**PASSAGE GIVEN:**
'''
Cheap Third Brake Light for Over-Size Tires ($2/No Drilling)
***Although the steps I took throughout this modification were thought of on-the-fly, I originally did not think of the general idea myself.***
After putting my LT285/75R16 Trxus on my tail-gate, I resorted to lifting up the third brake light housing with about 5 washers on each bolt, still leaving it barely snugged up above the top of the tire. After seeing some of the other guys on the forum fix the problem differently, I decided to do the same by ridding the third brake light from the back end of the TJ, and replace the center cap on my spare with a 2" marker from Advance Auto Parts. The light was under $3.00, and no extra wiring, glue, tape, or adapter was used to connect it to my wheel. They sold LED lights (same size) but I decided to go cheap, even though the LED was only about $12.
Lug Nut Wrench
Needle Nose Pliers
May need a buddy for an extra hand
Light: Optronics Clearance Light (Red) Product Number MC-53RS (sorry for the glare)
Gotta get my buddy Sasha to look out and make sure I don't screw up.
The first thing I did was check the size of the center cap's gap with the size of the light. I can't explain how perfectly snug the light fit into the hole. I measured the hole 2", so I accordingly bought a 2" light, and it fit PERFECT! All you do is simply push the center cap out and push the light through and it'll fit snug right in.
After removing the spare and checking the fit, the wires were clearly visible. I used a socket set to remove the OE third brake lights housing--there are four nuts attached to the spare tire carrier. You can see here my cheap way of trying to raise the third brake light with some washers.
The cover over the third brake light needs to be removed to get access to the connection of the 2 wires connected to the bulb. Once you remove the cover, you will see the two wires and the rubber plug that holds them in place. I simply pried out the plug with a screwdriver and cut it in half to free the wires. I then cut the wires about 6" away from the OE light, so I'd have enough room to splice them back if I wanted to set the original assembly back up.
Accordingly, there are two holes on the new light that you insert the wires into.
You can do away with the entire third brake light housing (I kept mine in case I wanted to save it and go back to the original assembly.)
Now that all of the old housing was gone, it was time to begin setting up the new light. I inspected the connecting pieces that were on the new light and thought hard about how I would keep the wires connected. My final solution was to pry a gap open on the light's rings that were surrounding the wire connection (See pic), insert the wires, then use pliers to crimp the rings together, ultimately holding the wires in place with the connection. (It does not matter which wire goes to which connection).
Before inserting the light into the spare, check to make sure the light illuminates when the breaks are pressed. You could easily do this by having someone watch for you, but because I was alone, and Sasha couldn't help me out here, I used the 10 second delay on my camera and pressed the brake pedal when the picture was taken.
Once the wires both fit snug and the light illuminates, it's time to put everything back together. I (alone ) lifted the spare tire up onto the rear bumper at an angle, supporting it with my stomach (finally a good reason for that beer belly), looking over onto the inner side of the spare tire. Then I inserted the light into the center cap's hole, tapped it a couple times with the screwdriver, and put the spare back on.
'''
**DATA SECTION:**
'''
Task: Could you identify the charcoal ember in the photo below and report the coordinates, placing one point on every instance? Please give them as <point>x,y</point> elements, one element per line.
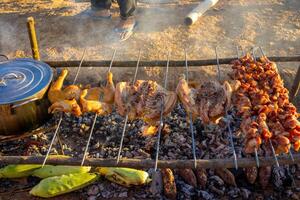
'''
**STATED PROBLEM:** Reproduce the passage of the third brake light guide that opens with the words containing "Lug Nut Wrench" and closes with "snug right in.", substituting "friend" for "buddy" throughout.

**EXPECTED ANSWER:**
Lug Nut Wrench
Needle Nose Pliers
May need a friend for an extra hand
Light: Optronics Clearance Light (Red) Product Number MC-53RS (sorry for the glare)
Gotta get my friend Sasha to look out and make sure I don't screw up.
The first thing I did was check the size of the center cap's gap with the size of the light. I can't explain how perfectly snug the light fit into the hole. I measured the hole 2", so I accordingly bought a 2" light, and it fit PERFECT! All you do is simply push the center cap out and push the light through and it'll fit snug right in.